Problem A: List every email address that appears in the Emacs Lisp mailing-list message.
Problem B: Write the next part of the Emacs Lisp mailing-list message, starting after its final sentence.

Extracted text:

▽

From: Christopher Dimech
Subject: Re: [External] : Re: Setting value 1 when matching two strings
Date: Mon, 17 Oct 2022 03:40:18 +0200

> Sent: Monday, October 17, 2022 at 12:42 PM
> From: "Michael Heerdegen" <michael_heerdegen@web.de>
> To: help-gnu-emacs@gnu.org
> Subject: Re: [External] : Re: Setting value 1 when matching two strings
>
> Heime <heimeborgia@protonmail.com> writes:
>
> > Have gone through "An Introduction to Programming in Emacs Lisp" but cannot
> > assimilate all that.
>
> That's good.  Nobody can assimilate that all at once.  You can leave out
> lots of things that are currently not important to you.
>
> > If there was some condensed article about important tools for the
> > elisp programmer, and a crash course on how to use them, that would be
> > very helpful.
>
> Dunno if that's possible.  Depends too much on the background of the
> reader.  And there is a lot of important stuff to know.  I doubt it fits
> in a condensed article, and I doubt even more that you would write good
> programs after reading that.  It would be a trap.  The manual is not
> that long because the authors were bad, it's full of important things.

△

Excerpted data:
▽

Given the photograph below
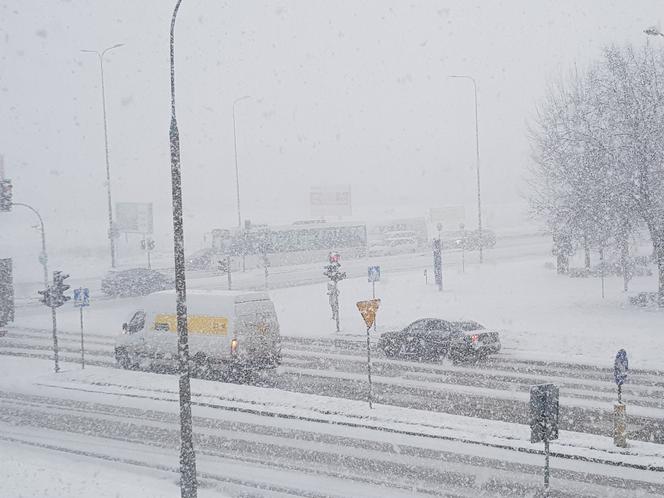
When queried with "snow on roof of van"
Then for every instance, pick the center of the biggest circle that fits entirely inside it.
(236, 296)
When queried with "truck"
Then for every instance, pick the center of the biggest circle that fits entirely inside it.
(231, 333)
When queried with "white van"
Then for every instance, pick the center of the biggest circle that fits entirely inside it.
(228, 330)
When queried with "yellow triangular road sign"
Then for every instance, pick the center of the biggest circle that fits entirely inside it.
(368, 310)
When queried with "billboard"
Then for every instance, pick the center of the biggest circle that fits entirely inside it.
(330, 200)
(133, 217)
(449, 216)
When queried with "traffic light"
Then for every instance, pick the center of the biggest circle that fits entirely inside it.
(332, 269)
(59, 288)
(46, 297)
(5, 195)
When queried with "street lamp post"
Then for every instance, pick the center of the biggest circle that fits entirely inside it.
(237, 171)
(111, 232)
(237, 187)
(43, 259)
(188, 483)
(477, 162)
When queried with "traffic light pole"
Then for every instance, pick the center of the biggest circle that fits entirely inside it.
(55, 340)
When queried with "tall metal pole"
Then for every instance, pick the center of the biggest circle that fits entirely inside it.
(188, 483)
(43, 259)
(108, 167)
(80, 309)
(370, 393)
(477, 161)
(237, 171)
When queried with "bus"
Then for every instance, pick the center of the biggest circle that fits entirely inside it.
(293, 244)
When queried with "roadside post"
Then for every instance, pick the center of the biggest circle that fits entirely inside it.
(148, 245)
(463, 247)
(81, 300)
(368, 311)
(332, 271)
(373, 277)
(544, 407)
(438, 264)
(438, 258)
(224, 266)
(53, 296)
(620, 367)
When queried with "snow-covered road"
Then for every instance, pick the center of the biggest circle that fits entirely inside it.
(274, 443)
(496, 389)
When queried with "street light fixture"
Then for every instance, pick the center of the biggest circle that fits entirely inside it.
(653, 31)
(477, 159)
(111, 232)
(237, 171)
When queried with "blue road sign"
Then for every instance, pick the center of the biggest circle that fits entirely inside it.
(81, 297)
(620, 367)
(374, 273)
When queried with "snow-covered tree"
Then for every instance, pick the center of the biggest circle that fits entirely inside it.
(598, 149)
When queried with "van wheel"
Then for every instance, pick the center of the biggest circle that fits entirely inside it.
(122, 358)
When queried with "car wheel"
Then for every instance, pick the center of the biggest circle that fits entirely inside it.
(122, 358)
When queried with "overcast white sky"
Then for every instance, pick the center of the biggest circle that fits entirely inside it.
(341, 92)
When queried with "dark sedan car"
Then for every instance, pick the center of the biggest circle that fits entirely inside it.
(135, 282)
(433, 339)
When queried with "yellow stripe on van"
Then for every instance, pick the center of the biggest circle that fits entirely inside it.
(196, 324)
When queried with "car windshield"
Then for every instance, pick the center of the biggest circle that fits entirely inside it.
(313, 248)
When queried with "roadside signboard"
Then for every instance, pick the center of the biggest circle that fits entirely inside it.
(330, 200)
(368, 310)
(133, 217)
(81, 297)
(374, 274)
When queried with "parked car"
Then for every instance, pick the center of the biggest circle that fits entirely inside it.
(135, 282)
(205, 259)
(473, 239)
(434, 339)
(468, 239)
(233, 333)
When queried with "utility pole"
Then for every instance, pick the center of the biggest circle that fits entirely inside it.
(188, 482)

△

Task answer A:
michael_heerdegen@web.de
help-gnu-emacs@gnu.org
heimeborgia@protonmail.com

Task answer B:
> If you simplify, no matter where, you'll later regret it.  Waste a lot
> of time, and still have to read all of it.

You are quite correct.  What is needed is a tool that gives you a collection
of possible traverses of the manual for what you need, then goes on organising
them for you, and displays them.  That would be the next emacs breakthrough.

In many of the national labs, people don't bother organising things anymore.
It will take more than a lifetime.  Rather it is automated tools that traverse
through all that.  The problem is that one will miss a lot of things 
nevertheless.
So it is simply a matter of luck.  Have found very few people willing to take 
the
time to understand the fundamental parts.

> > What I did was look at the emacs website displaying everything on one
> > web page.  The Gnu Emacs Info Viewer, is that when you type "info" at
> > the shell command line?
>
> The command line program "info" is a reader for the Info documentation
> for the command line.  Emacs has its own integrated and very nice Info
> reader: type C-h i.
>
> Oh, now I see that you only read the introduction, not the Elisp
> reference manual.  I suggest to have a look at that one, too.
>
> Yeah sorry if we sometimes sound rude, but all shortcuts are traps,
> _all_ - sorry.  It's hard to defer what one actually wants to do and
> read that boring stuff instead.  I guess all of us tried some shortcuts.
> We all wasted lots of time more or less.
>
> Michael.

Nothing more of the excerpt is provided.